(Point localization data)
# # # # # # #

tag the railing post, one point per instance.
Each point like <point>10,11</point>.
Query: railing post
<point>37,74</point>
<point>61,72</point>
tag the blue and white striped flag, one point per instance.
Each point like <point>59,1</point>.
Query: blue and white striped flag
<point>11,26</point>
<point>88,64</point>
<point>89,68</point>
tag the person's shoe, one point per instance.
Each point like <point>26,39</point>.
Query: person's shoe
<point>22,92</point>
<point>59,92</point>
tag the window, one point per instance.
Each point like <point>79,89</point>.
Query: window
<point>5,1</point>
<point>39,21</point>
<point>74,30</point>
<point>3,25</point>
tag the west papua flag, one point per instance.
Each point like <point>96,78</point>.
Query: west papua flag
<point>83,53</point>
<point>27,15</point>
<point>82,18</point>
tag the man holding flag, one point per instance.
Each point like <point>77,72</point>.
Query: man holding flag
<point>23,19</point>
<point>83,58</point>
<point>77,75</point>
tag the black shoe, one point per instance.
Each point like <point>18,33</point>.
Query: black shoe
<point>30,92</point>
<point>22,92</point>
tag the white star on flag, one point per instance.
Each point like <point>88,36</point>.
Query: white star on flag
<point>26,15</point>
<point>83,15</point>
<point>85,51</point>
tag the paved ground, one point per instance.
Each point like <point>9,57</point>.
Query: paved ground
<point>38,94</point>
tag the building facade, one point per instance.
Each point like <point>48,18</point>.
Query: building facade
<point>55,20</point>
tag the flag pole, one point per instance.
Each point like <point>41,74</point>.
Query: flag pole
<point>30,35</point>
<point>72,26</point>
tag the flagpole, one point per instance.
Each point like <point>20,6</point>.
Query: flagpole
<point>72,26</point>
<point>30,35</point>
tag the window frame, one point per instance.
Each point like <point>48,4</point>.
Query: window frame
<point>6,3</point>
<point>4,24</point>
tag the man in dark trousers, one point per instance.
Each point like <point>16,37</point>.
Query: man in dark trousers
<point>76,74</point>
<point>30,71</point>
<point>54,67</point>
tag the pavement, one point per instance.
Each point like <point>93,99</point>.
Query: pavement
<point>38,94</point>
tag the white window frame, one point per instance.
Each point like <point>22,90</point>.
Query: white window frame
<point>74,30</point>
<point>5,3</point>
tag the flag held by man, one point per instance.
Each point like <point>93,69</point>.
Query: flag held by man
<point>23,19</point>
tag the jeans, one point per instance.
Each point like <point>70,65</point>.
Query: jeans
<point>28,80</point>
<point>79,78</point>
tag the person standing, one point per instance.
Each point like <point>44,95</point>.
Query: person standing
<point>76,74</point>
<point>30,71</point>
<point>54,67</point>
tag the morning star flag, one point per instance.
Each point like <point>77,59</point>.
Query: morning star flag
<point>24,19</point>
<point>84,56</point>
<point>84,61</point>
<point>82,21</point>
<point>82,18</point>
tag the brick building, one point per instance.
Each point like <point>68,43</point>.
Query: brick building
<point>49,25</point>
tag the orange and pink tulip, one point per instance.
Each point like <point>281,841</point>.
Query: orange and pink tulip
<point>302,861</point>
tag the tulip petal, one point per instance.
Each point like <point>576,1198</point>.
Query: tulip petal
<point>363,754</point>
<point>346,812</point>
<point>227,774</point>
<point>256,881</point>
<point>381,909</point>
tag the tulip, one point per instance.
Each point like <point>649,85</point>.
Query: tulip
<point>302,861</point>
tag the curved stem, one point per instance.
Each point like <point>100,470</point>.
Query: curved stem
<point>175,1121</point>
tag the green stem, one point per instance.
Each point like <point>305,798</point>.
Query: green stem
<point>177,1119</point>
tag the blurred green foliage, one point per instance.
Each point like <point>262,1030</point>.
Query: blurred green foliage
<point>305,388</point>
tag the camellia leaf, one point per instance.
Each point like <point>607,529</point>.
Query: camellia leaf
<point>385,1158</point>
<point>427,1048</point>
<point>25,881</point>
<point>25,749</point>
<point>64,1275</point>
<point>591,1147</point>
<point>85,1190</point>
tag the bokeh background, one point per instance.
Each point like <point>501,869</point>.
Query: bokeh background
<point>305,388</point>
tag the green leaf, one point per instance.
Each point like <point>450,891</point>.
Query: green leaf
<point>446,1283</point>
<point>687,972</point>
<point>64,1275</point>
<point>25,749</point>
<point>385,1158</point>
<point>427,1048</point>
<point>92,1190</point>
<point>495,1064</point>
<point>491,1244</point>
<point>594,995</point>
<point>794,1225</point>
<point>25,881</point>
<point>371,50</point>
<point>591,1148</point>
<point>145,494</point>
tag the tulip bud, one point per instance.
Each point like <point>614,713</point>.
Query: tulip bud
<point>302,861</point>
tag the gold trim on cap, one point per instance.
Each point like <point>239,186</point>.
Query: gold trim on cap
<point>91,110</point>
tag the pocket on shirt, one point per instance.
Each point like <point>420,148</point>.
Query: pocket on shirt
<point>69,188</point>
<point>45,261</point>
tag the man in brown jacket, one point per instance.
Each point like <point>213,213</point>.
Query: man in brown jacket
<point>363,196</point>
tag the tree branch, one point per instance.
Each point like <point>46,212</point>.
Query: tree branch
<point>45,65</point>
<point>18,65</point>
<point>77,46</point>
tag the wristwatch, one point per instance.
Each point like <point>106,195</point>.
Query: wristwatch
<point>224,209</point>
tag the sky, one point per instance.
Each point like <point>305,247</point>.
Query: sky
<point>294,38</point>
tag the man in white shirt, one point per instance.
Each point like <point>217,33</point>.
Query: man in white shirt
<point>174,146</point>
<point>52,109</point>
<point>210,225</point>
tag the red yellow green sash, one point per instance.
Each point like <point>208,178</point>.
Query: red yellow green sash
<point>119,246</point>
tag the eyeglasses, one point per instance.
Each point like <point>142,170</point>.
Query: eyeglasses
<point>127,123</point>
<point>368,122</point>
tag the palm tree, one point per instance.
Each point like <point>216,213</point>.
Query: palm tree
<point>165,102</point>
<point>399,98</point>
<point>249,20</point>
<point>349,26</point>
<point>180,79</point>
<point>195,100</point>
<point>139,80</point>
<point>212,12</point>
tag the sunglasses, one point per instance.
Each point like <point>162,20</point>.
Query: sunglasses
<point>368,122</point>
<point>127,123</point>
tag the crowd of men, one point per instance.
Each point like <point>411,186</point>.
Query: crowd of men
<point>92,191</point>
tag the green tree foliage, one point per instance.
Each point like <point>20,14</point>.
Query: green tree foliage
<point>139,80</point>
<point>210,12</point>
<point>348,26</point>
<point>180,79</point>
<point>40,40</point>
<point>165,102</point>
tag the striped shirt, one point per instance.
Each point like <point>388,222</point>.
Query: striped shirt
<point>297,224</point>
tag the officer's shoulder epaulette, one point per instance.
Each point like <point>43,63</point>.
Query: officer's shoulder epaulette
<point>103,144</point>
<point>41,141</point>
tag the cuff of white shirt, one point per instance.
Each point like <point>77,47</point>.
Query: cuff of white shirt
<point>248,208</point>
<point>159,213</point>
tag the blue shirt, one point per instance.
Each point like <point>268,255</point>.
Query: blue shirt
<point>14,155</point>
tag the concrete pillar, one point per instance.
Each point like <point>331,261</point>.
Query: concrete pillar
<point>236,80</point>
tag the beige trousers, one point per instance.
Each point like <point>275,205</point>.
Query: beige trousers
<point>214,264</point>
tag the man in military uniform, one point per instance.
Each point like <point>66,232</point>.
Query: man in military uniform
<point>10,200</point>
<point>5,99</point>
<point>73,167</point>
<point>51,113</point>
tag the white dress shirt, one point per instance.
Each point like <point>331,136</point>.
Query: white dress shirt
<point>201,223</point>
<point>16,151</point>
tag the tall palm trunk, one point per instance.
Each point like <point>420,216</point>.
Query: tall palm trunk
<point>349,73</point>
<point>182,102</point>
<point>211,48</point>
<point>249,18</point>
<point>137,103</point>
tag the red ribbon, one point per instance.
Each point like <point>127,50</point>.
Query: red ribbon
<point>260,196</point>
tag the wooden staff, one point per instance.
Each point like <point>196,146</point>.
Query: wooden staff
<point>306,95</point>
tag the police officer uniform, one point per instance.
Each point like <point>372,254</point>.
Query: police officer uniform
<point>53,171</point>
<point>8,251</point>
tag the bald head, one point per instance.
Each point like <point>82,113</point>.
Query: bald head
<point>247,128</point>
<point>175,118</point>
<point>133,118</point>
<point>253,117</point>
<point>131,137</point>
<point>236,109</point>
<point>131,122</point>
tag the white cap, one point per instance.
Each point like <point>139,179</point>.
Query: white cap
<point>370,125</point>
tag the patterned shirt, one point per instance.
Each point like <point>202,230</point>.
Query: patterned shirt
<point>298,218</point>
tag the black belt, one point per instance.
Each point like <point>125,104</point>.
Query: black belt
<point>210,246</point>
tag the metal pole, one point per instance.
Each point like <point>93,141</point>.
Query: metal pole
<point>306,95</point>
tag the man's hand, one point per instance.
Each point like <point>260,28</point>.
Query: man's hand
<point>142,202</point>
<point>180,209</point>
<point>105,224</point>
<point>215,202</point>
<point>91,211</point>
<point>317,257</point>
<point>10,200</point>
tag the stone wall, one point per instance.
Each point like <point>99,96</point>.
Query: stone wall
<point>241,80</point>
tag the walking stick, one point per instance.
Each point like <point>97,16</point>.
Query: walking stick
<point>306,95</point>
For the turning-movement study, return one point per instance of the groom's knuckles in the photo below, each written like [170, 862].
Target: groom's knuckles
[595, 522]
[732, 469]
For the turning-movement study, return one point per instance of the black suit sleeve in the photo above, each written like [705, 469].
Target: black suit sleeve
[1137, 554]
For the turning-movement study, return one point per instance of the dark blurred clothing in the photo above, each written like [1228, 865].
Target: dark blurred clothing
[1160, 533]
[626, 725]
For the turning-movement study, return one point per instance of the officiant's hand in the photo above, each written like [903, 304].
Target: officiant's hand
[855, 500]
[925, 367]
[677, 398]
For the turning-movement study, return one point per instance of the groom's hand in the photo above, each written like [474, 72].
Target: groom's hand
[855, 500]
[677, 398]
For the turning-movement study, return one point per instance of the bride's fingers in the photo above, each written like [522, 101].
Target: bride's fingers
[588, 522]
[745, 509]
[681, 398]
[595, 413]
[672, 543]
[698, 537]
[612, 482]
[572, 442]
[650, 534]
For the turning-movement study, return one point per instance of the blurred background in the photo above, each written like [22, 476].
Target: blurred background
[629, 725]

# # # # # # #

What is required | Copy every line of the data that holds the string "above".

Answer section |
For the turning-movement study, return one point per instance of the black suit sleeve in the photo above, each written like [705, 469].
For the turning-movement study, return one point per instance of the dark blurred clothing in the photo above, each written like [1228, 865].
For the turning-movement study, return one point per instance of the officiant's hand in the photo above, each written like [903, 304].
For the turning-movement study, return one point per instance of the groom's hand in the photo above, each written like [474, 72].
For the turning-movement study, return one point per instance of the bride's fingers in the photo above, each written like [522, 101].
For the turning-movement study, return one point per instance of the blurred background in the photo above, each written like [22, 476].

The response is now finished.